__What this task involves__
Can you convert the part of the items below that opens with the line containing "Object class to annotate: baseball field" and closes with the line containing "[331, 31, 386, 213]", both lines included, into a Markdown table with the columns Row and Line? Number each row and leave out any blank lines.

__Stored data__
• • • • • • •
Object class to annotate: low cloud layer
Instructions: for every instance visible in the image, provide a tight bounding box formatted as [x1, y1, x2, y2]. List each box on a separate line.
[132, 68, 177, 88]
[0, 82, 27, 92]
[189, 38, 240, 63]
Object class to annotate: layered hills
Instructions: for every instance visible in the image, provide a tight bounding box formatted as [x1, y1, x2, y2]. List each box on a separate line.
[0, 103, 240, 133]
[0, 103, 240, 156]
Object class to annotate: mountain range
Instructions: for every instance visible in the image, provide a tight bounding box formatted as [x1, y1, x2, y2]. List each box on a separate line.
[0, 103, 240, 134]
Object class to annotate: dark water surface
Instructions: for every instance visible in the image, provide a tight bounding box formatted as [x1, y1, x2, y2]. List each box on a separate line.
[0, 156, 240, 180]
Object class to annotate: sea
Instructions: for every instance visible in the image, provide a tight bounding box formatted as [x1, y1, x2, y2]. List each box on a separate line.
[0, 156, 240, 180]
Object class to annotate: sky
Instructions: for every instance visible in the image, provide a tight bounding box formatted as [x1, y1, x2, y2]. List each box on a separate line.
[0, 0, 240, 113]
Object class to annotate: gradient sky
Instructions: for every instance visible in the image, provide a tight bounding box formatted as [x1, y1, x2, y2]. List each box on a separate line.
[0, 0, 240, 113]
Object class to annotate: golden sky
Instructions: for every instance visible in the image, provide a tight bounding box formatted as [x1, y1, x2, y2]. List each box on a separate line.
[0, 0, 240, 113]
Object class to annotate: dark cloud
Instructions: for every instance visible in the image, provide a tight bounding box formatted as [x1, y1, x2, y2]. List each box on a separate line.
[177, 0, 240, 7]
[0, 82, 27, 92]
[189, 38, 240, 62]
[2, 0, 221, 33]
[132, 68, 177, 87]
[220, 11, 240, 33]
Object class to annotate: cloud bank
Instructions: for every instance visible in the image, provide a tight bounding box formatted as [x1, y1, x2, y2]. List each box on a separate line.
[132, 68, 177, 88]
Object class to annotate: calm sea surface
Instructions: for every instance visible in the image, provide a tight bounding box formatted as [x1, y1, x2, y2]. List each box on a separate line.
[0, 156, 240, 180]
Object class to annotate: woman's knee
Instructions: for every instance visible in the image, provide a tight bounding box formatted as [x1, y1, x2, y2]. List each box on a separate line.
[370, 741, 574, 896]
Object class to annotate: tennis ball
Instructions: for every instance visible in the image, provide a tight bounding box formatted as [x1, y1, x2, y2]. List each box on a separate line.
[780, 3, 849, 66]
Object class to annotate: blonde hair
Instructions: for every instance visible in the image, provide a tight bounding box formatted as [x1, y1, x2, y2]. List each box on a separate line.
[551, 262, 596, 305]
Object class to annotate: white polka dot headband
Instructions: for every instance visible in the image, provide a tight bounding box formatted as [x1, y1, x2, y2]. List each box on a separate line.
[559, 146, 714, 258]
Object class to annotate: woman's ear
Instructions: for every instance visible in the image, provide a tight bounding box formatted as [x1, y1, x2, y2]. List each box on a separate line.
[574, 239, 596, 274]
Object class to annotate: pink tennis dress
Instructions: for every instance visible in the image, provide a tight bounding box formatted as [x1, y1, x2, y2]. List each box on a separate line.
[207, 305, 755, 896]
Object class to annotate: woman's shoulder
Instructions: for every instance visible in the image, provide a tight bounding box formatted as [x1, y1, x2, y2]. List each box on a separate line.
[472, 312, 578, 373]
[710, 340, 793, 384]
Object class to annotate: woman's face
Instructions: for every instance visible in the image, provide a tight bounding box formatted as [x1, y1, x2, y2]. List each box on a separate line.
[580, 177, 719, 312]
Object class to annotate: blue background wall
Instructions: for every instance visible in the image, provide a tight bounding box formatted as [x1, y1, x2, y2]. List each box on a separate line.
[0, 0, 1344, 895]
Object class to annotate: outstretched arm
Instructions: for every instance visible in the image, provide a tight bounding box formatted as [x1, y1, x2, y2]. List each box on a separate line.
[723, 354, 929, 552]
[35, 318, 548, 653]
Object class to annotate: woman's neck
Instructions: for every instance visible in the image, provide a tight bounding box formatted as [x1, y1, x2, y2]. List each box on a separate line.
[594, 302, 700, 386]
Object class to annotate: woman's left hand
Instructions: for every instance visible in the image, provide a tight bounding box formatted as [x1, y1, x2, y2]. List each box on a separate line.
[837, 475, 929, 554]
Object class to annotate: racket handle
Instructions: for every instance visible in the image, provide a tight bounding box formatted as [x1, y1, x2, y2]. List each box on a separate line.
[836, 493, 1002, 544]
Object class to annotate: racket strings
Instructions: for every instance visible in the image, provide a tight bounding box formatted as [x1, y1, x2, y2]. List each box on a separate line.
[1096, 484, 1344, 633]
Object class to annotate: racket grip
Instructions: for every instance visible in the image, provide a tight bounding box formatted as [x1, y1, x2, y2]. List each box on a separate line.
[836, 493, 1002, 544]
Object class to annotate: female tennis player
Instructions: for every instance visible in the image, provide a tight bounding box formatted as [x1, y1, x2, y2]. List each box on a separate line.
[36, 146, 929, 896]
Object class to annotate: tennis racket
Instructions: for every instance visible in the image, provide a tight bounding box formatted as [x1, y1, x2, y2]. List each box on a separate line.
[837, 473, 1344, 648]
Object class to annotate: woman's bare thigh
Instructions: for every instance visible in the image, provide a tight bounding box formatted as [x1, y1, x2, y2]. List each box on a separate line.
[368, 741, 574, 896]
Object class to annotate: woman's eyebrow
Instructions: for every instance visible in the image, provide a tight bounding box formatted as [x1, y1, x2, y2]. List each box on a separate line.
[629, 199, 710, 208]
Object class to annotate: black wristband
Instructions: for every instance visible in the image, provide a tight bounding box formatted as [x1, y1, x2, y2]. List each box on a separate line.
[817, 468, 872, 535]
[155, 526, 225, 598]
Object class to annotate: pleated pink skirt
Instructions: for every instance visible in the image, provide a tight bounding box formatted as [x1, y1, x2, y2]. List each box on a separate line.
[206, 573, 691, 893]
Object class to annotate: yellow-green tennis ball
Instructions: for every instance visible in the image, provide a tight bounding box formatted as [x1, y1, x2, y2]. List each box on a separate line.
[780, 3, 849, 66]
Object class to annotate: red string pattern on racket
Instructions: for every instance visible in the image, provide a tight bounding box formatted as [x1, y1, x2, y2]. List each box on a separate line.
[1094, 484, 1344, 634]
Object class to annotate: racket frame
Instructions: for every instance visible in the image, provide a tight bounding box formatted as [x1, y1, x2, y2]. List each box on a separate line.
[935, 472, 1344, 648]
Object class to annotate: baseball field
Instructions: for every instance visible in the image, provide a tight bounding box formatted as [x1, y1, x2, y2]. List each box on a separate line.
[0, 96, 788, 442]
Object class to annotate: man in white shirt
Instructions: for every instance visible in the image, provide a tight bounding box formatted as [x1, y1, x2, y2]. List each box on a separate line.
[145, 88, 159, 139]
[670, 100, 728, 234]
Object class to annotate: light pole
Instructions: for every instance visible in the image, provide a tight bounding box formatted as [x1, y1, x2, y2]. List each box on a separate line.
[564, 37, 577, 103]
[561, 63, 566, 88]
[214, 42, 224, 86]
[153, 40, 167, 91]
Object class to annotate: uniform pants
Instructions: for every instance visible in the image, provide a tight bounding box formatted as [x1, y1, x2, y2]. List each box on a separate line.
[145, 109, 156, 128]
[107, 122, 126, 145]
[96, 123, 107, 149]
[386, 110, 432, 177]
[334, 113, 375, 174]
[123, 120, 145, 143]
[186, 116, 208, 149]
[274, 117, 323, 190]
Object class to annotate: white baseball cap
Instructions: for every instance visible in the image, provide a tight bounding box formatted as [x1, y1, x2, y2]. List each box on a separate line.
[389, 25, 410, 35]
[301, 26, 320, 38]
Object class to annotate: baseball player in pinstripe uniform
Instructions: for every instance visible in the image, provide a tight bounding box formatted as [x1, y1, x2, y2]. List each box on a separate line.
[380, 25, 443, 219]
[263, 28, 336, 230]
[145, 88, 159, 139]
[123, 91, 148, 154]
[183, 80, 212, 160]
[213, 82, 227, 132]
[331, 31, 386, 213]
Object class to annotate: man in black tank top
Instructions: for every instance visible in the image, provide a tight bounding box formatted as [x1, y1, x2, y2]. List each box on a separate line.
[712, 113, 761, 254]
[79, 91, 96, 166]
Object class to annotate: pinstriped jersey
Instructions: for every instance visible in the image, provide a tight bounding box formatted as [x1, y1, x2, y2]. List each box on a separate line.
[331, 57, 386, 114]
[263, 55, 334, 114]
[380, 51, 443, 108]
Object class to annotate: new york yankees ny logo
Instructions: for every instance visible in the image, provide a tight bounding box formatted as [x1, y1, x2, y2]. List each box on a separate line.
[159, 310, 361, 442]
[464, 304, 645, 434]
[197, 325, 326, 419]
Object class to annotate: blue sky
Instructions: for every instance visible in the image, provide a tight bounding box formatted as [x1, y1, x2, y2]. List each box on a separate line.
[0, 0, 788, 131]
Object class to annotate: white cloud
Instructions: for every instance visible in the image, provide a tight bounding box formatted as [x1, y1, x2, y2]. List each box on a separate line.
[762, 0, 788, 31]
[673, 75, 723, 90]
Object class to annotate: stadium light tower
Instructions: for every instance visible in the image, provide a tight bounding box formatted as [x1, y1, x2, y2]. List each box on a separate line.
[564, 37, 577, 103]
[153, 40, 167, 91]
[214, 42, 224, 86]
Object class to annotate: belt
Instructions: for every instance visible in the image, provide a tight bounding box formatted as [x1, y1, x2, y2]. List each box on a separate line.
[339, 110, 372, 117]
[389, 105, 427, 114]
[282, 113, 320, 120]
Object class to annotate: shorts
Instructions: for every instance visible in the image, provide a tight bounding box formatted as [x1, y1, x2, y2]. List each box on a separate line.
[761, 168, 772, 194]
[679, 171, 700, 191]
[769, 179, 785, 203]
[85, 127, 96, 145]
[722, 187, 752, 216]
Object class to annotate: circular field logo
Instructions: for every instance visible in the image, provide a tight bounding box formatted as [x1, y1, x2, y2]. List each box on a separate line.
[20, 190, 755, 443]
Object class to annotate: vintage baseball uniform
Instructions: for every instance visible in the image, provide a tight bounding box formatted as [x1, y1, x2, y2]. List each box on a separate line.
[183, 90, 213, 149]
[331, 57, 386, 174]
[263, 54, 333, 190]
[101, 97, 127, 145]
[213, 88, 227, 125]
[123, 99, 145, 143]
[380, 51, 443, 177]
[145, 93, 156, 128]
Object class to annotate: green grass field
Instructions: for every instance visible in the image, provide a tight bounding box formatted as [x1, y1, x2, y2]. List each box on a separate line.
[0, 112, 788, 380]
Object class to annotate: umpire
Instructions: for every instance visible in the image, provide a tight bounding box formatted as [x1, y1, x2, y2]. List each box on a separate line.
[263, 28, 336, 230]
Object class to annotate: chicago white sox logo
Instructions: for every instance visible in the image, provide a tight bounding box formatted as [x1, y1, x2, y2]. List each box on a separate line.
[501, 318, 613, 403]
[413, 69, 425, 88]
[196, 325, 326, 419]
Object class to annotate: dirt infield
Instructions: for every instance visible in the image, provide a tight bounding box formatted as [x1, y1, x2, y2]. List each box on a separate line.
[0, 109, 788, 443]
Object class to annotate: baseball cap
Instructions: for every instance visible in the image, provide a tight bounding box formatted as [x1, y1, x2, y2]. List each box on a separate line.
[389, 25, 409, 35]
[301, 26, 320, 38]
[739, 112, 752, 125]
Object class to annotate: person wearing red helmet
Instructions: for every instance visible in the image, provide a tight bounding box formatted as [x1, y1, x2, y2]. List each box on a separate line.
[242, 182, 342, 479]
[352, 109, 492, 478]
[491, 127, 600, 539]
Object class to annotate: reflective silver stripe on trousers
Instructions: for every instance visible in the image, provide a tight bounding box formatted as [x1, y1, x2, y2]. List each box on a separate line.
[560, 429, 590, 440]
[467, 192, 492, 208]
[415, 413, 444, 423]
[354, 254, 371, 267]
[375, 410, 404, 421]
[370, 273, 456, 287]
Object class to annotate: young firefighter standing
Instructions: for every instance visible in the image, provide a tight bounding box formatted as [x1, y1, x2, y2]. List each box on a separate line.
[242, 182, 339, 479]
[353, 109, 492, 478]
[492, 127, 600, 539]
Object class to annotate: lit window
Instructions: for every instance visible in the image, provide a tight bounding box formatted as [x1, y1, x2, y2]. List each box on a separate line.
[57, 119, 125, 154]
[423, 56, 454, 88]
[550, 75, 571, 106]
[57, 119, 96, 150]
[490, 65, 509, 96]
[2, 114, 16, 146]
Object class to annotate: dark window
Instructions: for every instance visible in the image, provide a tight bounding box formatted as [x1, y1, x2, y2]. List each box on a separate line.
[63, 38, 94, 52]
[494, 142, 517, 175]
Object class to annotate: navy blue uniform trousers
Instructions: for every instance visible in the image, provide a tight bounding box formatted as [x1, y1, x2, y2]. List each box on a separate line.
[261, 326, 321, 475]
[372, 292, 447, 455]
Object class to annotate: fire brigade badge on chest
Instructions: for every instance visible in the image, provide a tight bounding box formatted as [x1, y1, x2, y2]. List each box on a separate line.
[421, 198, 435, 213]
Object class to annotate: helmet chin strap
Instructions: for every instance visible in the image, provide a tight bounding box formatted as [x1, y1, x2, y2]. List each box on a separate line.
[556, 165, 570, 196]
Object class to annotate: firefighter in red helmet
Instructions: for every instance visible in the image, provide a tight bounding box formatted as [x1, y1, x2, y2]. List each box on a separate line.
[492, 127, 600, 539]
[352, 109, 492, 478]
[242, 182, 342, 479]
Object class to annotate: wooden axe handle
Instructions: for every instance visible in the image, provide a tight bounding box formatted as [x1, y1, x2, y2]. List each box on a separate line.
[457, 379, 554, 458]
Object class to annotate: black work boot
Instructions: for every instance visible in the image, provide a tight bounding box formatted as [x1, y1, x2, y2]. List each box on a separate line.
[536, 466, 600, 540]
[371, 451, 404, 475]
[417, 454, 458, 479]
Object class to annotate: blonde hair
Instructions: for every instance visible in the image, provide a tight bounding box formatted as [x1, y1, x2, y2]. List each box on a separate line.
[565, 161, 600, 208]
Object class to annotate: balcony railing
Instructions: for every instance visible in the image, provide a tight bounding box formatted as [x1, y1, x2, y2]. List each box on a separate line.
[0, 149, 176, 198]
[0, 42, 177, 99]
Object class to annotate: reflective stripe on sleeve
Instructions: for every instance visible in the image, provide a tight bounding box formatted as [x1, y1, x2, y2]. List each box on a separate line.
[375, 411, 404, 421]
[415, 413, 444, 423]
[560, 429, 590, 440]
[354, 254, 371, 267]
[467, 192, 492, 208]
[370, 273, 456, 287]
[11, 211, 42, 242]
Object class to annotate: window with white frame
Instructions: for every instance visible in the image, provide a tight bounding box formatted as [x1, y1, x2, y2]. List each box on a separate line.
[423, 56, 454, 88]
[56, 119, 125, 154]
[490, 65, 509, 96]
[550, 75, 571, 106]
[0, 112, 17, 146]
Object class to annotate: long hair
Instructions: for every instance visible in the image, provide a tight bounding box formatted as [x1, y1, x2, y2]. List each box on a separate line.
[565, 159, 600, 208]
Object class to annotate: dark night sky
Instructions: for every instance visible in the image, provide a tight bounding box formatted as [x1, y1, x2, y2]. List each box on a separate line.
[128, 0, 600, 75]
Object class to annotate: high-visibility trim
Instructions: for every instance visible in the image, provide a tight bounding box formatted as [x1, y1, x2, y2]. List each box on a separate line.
• • • • • • •
__Task response__
| Row | Line |
|---|---|
| 1 | Object class to annotate: baseball field |
| 2 | Instructions: for every instance visible in the image, provide a tight bounding box formatted as [x1, y1, x2, y2]. List each box on a separate line. |
| 3 | [0, 96, 788, 442] |
| 4 | Object class to annotate: man in white shirt |
| 5 | Instructions: for every instance visible in the image, provide a tight bounding box formatted as [x1, y1, x2, y2]. List each box on a separate line. |
| 6 | [145, 88, 159, 139] |
| 7 | [670, 100, 728, 234] |
| 8 | Object class to annotate: light pole |
| 9 | Instructions: for every instance visible in the image, provide a tight bounding box formatted as [x1, y1, x2, y2]. List each box on a separate line. |
| 10 | [564, 37, 577, 103] |
| 11 | [561, 63, 566, 88] |
| 12 | [214, 42, 224, 86] |
| 13 | [153, 40, 167, 91] |
| 14 | Object class to annotate: uniform pants |
| 15 | Instructions: for every instance visible in the image, provide a tight bounding box formatted as [x1, y1, x2, y2]. List each box on a separate line. |
| 16 | [145, 109, 156, 128] |
| 17 | [107, 122, 126, 145] |
| 18 | [96, 123, 107, 149] |
| 19 | [386, 110, 432, 177] |
| 20 | [334, 113, 375, 174] |
| 21 | [123, 120, 145, 143] |
| 22 | [186, 116, 208, 149] |
| 23 | [274, 117, 323, 190] |
| 24 | Object class to annotate: white baseball cap |
| 25 | Instructions: for every instance visible in the image, provide a tight bounding box formatted as [x1, y1, x2, y2]. List each box on a separate line. |
| 26 | [389, 25, 410, 35] |
| 27 | [301, 26, 320, 38] |
| 28 | Object class to annotate: baseball player in pinstripe uniform |
| 29 | Instructions: for every instance visible in the image, provide a tight bounding box formatted as [x1, y1, x2, y2]. List each box on a separate line. |
| 30 | [380, 25, 443, 219] |
| 31 | [263, 28, 336, 230] |
| 32 | [145, 88, 159, 139] |
| 33 | [123, 91, 148, 154] |
| 34 | [183, 80, 212, 160] |
| 35 | [213, 82, 227, 132] |
| 36 | [331, 31, 386, 213] |